───── Excerpted text ─────

The great leap in Terrassa's fortunes came during the nineteenth century, when the textile industry transformed it into one of Catalonia's industrial powerhouses, specialising in wool. The boom produced some of the finest examples of Catalan Modernist industrial architecture anywhere – none more iconic than the Vapor Aymerich, Amat i Jover mill, a cavernous saw‑tooth‑roofed factory designed by the architect Lluís Muncunill, which now houses the mNACTEC, the Museum of Science and Technology of Catalonia. More than three hundred surviving Modernist chimneys still dot the skyline, each one a protected heritage symbol of the city's manufacturing past. Today, many of those old factories have been repurposed as business incubators, creative studios and design schools, and Terrassa has reinvented itself as a knowledge‑economy city – but the industrial bones remain visible everywhere. Seen from a high viewpoint on a cloudy March afternoon, as in this Click, Terrassa spreads out between its green corridor and the surrounding hills, with the light catching both the old factory roofs and the open countryside – a good reminder that this is a place where Roman bishops, medieval monks, industrial barons and twenty‑first‑century designers all left their mark on the same patch of earth.
Where: Montsuzain, Aube, France
Feed: Travel

We close this week with a Clickstar on a journey through the quiet heart of France. The coordinates of this Click place it near Montsuzain, a tiny rural commune of about four hundred inhabitants – the Montsuzanois, as they are officially known – in the Aube department of the Grand Est region, roughly twenty kilometres north of the medieval city of Troyes. The village is built around a wood that has grown up alongside the Barbuise, a modest thirty‑six‑kilometre river that rises near Luyères, flows through a string of small farming communes including Montsuzain, and eventually empties into a branch of the Aube near Charny‑le‑Bachot. Rural cottages with exposed brickwork and timber‑framed farmhouses are the signature of the landscape here – a quiet, unhurried countryside where more than ninety percent of the surrounding land is given over to farming, mainly wide‑open fields of cereals that stretch to the horizon.
Despite its modest size, Montsuzain carries traces of both deep history and quiet resilience. At its centre stands the Église de la Conversion‑de‑Saint‑Paul, a church whose transept pillars date to the twelfth century and whose sixteenth‑century stained‑glass windows have been classified as historic monuments since 1913. Near the village bridge over the Barbuise, a stele commemorates the seventy‑five soldiers who fell defending the village on 15 June 1940, choosing to stand and fight rather than surrender – a small, poignant memorial in a very small place.
The wider Aube area sits within the chalky Champagne plain – a landscape the Romans named Campania, literally "land of the plains". For centuries this chalk country was considered poor and dull, but modern farming techniques and fertilisation turned it into one of France's most productive cereal‑growing regions, and of course the chalky subsoil is the same geological gift that gives Champagne wines their famous minerality further south. The Aube's own viticultural history is a rebellious one: when the Champagne appellation was first drawn up in 1908, the Aube was deliberately excluded – deemed too far south, too Burgundian – until the vignerons revolted in the dramatic riots of 1911 and eventually won their rightful place under the Champagne label in 1927. Taken from inside a truck on a winter afternoon, this Click catches these fields when they are mostly bare and the light is low and soft, the straight farm roads becoming perfect vanishing lines in the windscreen, guiding you out into a countryside that is not postcard France but something arguably more honest – the quiet, chalky, working land you simply pass through on the way between cities, the kind of place where a twelfth‑century church, a war memorial and an endless horizon of wheat stubble all share the same roadside without asking for attention.

─────

• Your instructions
Carry on the travel piece about Terrassa and Montsuzain, starting right after its last sentence. The entries that come next aren't needed for anything here.

───── Given information ─────

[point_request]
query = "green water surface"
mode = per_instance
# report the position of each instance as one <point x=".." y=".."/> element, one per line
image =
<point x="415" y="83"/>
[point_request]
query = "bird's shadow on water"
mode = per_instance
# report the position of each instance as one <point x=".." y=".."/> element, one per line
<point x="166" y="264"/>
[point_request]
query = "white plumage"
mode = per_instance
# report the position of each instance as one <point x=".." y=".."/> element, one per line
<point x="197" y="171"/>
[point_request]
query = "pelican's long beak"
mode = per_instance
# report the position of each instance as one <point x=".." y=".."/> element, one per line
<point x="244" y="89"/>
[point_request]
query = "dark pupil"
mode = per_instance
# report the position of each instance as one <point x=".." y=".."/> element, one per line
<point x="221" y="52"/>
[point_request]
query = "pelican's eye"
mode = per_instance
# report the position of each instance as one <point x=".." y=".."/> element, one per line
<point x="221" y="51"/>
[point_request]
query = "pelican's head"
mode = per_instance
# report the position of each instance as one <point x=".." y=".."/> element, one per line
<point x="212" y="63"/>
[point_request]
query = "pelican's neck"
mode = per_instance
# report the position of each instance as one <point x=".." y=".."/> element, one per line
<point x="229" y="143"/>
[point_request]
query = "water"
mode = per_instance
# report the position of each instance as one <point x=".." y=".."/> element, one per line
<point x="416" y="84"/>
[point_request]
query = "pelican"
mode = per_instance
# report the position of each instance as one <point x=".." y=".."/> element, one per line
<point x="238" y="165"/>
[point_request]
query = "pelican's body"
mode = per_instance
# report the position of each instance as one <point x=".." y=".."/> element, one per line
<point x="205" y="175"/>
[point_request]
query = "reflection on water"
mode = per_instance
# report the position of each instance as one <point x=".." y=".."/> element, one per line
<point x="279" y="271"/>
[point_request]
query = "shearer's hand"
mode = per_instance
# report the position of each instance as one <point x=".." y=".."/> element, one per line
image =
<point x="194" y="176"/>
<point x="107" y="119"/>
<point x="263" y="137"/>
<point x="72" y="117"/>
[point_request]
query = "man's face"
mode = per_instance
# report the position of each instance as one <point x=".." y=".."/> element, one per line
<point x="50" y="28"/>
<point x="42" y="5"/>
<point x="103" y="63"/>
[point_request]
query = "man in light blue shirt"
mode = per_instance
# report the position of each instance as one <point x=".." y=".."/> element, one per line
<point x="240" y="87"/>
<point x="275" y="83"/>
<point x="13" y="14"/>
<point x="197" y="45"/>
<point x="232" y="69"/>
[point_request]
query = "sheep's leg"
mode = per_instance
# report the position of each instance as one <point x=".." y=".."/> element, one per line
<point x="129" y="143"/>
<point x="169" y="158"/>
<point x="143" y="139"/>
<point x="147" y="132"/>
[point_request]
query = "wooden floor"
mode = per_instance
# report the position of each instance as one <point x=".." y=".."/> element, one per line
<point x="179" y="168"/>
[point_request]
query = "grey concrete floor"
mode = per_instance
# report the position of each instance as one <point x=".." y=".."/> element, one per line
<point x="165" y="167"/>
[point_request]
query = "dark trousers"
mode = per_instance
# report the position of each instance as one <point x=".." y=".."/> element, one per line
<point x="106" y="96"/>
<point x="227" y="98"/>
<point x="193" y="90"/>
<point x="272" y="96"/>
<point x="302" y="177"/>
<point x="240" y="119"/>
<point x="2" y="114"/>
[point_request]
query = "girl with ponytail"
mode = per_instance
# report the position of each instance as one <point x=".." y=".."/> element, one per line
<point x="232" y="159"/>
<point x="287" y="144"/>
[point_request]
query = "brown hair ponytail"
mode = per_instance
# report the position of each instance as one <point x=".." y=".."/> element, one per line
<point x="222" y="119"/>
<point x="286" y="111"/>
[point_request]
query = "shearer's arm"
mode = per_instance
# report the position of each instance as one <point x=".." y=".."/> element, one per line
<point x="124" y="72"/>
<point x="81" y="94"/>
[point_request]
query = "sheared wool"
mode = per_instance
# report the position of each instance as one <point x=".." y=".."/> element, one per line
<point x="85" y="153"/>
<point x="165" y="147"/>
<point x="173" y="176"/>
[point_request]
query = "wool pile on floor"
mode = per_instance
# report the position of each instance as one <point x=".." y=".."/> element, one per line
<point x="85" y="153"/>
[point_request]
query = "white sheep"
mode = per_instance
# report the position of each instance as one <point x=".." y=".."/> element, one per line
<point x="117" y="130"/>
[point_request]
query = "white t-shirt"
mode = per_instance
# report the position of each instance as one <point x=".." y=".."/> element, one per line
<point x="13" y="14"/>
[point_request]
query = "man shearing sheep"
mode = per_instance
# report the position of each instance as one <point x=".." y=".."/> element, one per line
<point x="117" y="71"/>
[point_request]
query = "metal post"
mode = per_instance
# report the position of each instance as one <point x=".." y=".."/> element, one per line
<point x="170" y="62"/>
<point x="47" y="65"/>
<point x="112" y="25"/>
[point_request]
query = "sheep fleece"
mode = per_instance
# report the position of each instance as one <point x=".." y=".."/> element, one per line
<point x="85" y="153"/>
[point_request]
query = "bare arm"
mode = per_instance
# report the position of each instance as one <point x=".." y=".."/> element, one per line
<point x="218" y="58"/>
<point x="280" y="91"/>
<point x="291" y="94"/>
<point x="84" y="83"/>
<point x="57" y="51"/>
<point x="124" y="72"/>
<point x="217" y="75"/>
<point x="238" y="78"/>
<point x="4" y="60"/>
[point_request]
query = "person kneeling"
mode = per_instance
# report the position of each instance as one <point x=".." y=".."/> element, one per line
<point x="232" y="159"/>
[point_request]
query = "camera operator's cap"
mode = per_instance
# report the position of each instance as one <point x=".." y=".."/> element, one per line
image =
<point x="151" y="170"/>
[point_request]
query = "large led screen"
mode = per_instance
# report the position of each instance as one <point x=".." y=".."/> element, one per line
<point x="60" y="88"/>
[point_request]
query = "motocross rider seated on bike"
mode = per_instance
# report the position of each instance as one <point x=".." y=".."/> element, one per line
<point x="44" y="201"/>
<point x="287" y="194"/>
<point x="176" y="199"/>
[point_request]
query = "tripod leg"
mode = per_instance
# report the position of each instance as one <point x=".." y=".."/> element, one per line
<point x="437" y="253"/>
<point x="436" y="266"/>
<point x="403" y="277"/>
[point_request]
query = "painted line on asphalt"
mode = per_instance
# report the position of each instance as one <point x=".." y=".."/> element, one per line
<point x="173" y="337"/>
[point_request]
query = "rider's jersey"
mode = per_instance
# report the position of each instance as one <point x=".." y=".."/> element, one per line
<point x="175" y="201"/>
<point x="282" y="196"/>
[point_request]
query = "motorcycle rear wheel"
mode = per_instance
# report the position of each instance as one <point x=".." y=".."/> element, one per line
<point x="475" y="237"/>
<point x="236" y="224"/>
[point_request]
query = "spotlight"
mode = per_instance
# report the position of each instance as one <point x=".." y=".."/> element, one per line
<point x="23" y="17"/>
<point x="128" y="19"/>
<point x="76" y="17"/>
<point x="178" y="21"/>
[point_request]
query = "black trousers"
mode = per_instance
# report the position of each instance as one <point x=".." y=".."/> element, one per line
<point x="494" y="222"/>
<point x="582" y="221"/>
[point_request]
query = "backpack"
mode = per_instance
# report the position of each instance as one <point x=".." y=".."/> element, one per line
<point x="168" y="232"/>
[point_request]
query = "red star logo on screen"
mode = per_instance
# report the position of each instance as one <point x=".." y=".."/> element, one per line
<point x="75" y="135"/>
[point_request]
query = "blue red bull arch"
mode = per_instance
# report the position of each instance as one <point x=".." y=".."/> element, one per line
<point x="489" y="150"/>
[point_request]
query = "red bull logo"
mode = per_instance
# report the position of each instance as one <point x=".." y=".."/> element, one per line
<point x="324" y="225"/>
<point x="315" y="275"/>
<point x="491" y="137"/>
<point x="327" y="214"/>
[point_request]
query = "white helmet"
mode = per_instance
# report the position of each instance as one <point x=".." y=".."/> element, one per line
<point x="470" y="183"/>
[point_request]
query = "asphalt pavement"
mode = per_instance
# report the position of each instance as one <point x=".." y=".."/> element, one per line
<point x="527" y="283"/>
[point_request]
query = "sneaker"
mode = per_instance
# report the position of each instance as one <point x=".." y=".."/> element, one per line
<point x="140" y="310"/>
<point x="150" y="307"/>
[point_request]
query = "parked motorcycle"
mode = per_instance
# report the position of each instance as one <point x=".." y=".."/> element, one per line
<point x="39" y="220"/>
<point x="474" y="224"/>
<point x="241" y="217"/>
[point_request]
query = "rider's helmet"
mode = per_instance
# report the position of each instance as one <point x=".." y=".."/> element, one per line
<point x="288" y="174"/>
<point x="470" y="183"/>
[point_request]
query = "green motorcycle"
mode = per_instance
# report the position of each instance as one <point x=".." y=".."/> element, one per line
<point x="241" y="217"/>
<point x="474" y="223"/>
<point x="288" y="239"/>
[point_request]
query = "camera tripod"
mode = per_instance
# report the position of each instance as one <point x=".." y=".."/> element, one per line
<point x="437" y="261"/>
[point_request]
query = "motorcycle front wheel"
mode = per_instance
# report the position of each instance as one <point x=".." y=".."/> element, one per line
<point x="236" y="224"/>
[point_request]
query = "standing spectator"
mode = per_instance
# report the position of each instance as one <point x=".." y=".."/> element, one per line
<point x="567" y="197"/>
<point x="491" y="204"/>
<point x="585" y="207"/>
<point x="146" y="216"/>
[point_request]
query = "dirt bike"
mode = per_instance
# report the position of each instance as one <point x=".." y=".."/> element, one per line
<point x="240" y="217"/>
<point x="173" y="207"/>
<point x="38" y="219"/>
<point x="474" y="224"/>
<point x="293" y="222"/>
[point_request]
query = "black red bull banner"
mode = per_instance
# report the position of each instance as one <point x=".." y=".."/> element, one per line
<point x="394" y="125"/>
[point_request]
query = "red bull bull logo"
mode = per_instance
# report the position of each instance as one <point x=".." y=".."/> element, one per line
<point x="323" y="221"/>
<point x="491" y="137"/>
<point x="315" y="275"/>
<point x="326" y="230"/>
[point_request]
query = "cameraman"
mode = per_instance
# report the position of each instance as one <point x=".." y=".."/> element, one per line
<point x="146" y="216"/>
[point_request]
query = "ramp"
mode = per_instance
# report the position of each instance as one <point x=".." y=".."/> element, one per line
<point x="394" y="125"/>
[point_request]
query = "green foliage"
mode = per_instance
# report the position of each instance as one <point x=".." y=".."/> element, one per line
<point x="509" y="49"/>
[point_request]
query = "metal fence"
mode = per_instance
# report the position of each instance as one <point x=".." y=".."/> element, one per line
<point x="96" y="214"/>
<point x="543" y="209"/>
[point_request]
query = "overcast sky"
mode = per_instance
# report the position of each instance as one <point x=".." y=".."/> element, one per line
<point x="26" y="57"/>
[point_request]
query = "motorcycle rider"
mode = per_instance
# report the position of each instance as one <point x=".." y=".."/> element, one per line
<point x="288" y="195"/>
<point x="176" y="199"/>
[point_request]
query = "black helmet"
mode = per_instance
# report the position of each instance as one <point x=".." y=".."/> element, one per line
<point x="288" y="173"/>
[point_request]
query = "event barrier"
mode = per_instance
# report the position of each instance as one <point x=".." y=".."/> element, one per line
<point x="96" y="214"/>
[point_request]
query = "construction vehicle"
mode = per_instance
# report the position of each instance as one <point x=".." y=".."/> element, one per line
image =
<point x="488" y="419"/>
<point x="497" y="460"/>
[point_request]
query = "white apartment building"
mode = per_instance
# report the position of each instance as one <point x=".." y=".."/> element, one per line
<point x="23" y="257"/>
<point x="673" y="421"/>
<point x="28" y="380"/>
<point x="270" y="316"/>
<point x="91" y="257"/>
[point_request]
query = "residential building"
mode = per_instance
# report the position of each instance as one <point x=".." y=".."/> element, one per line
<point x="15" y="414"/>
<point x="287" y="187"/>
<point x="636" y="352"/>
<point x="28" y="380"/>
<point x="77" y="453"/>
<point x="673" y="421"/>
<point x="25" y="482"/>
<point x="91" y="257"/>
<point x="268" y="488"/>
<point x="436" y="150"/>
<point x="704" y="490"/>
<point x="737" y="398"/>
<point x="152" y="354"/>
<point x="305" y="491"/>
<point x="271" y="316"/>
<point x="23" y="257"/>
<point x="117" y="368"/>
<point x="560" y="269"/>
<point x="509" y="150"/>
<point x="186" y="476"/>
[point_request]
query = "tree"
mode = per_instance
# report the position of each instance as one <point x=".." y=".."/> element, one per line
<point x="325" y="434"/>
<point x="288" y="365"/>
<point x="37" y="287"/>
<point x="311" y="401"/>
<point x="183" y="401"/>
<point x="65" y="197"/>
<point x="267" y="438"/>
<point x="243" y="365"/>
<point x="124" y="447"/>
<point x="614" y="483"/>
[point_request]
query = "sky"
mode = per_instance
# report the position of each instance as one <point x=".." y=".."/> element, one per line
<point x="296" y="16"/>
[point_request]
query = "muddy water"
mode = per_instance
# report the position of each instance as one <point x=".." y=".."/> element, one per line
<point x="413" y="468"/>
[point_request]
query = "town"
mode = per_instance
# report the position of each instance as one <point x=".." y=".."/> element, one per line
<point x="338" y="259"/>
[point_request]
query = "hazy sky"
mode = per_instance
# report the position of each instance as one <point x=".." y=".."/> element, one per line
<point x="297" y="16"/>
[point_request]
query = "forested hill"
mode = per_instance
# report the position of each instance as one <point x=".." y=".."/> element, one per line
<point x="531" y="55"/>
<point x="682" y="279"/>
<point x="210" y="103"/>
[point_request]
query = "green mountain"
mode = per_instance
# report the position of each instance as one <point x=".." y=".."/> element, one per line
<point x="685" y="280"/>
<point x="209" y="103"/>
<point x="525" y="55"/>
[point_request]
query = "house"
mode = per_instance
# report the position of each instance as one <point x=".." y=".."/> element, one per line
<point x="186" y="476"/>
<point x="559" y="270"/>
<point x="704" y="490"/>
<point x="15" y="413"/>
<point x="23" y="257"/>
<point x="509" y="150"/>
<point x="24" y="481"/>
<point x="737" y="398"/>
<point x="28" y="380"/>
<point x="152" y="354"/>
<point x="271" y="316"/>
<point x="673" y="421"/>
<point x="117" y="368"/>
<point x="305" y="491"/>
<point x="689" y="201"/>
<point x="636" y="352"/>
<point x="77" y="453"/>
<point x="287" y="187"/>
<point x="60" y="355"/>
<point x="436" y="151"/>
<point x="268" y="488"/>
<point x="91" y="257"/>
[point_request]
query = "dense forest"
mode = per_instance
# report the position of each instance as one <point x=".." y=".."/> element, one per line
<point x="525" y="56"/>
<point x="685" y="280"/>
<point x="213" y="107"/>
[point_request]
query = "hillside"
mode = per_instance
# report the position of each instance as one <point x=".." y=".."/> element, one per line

─────

• Exercise output
That wraps this edition of Clicks of the Week—five certified Clicks, five local stories, and one shared thread: real places and real moments, captured as‑they‑happened and turned into verifiable, on‑chain records inside the Digital Trust Network. Week after week, our Clickstars show that authenticity is not a filter but a deliberate act, and that once a moment is signed, stored, and surfaced as trusted media, even a quiet truck road, a wind‑carved dune or a late‑night gallery stroll can outlast the scroll.
Want to be featured next? Keep Clicking, keep signing, and keep showing the world what authentic looks like—one capture at a time.
Now, go relax and enjoy your weekend!
And please, help us spread the word about Click. Encourage your friends and family to submit their Clicks too - it's becoming the top destination for the best, most reliable media. Every contribution helps us improve our collection and gets great content seen by more people.
Did you know that you can submit your favourite photos to ClickAI? It will provide feedback on how you can improve your next shots. Simply log into www.clickapp.com with your Click camera via WalletConnect, select your image, and click on AI✨ below your image.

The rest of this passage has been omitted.